**DIRECTIONS FOR THIS TASK:** Format the listing below as a Markdown table with the columns Row and Listing line, numbering each line in order and omitting blank lines.
....
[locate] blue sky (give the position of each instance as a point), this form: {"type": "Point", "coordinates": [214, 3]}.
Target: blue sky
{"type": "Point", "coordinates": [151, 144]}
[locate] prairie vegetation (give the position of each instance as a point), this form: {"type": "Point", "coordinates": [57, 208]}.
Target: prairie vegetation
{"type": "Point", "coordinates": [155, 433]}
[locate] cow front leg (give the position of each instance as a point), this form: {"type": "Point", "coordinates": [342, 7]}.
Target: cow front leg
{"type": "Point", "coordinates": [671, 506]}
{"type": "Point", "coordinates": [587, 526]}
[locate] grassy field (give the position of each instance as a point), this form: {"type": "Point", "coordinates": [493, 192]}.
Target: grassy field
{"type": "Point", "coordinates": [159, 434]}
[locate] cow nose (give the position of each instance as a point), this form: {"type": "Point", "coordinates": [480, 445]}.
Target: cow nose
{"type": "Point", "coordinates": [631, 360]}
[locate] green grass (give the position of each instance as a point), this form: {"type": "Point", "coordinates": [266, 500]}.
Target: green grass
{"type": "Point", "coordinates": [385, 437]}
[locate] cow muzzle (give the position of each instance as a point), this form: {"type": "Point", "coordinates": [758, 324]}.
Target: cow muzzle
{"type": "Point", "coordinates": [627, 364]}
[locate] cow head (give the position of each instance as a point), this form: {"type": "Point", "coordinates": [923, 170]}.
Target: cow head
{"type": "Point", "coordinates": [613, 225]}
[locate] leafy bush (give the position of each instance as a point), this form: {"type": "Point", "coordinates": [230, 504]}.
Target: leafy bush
....
**SOLUTION FOR THIS TASK:**
| Row | Listing line |
|---|---|
| 1 | [locate] blue sky (give the position of each instance as a point), this form: {"type": "Point", "coordinates": [214, 3]}. |
| 2 | Target: blue sky |
| 3 | {"type": "Point", "coordinates": [151, 144]} |
| 4 | [locate] prairie vegetation (give the position of each instance as a point), this form: {"type": "Point", "coordinates": [57, 208]}. |
| 5 | Target: prairie vegetation |
| 6 | {"type": "Point", "coordinates": [155, 433]} |
| 7 | [locate] cow front leg (give the position of each instance as a point), this form: {"type": "Point", "coordinates": [342, 7]}. |
| 8 | Target: cow front leg |
| 9 | {"type": "Point", "coordinates": [671, 506]} |
| 10 | {"type": "Point", "coordinates": [587, 526]} |
| 11 | [locate] grassy field (give the position of each instance as a point), this form: {"type": "Point", "coordinates": [493, 192]}. |
| 12 | Target: grassy field |
| 13 | {"type": "Point", "coordinates": [159, 434]} |
| 14 | [locate] cow nose (give the position of each instance as a point), this form: {"type": "Point", "coordinates": [480, 445]}. |
| 15 | Target: cow nose |
| 16 | {"type": "Point", "coordinates": [631, 360]} |
| 17 | [locate] green grass (give the position of each instance as a point), this form: {"type": "Point", "coordinates": [266, 500]}. |
| 18 | Target: green grass |
| 19 | {"type": "Point", "coordinates": [385, 437]} |
| 20 | [locate] cow muzzle (give the position of each instance as a point), this form: {"type": "Point", "coordinates": [758, 324]}. |
| 21 | Target: cow muzzle |
| 22 | {"type": "Point", "coordinates": [627, 364]} |
| 23 | [locate] cow head (give the position of each instance as a point), this form: {"type": "Point", "coordinates": [923, 170]}. |
| 24 | Target: cow head |
| 25 | {"type": "Point", "coordinates": [613, 225]} |
| 26 | [locate] leafy bush (give the position of each instance as a point), this form: {"type": "Point", "coordinates": [230, 504]}. |
| 27 | Target: leafy bush |